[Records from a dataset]
## Begin
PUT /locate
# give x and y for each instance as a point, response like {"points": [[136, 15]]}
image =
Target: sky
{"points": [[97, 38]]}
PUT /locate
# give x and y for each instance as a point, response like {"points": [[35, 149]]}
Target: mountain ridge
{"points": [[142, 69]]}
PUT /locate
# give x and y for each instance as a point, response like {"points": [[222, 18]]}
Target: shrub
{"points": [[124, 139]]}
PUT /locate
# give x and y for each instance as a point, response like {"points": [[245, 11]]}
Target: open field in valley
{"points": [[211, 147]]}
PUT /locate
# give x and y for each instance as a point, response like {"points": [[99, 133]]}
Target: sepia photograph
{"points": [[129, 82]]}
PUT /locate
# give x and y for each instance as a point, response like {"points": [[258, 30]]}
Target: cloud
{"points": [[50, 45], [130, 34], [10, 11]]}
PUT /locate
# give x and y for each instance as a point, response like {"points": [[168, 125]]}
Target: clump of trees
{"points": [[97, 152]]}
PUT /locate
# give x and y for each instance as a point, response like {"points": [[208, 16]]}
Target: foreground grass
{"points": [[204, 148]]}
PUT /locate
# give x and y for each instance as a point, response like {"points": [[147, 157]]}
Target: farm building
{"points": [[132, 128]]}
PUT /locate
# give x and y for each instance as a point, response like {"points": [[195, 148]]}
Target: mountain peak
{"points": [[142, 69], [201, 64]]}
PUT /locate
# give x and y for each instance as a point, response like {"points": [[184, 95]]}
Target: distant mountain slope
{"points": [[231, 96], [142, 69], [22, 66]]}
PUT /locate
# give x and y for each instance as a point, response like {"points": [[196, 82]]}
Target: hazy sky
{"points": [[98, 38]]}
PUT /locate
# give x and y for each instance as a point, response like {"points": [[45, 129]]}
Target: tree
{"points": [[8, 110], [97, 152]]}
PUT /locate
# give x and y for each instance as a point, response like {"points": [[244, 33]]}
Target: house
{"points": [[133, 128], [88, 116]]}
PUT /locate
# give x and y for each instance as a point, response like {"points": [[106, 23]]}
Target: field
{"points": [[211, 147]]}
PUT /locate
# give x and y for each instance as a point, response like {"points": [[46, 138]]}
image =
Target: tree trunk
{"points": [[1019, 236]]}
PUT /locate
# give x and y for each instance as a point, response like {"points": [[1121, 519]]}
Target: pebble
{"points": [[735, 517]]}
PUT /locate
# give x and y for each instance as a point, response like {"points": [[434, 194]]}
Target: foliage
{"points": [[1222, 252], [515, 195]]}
## End
> **TASK STATEMENT**
Count how many lines in the records above contain the word "mountain" and reply with only that number.

> **OUTPUT OF THE EXERCISE**
3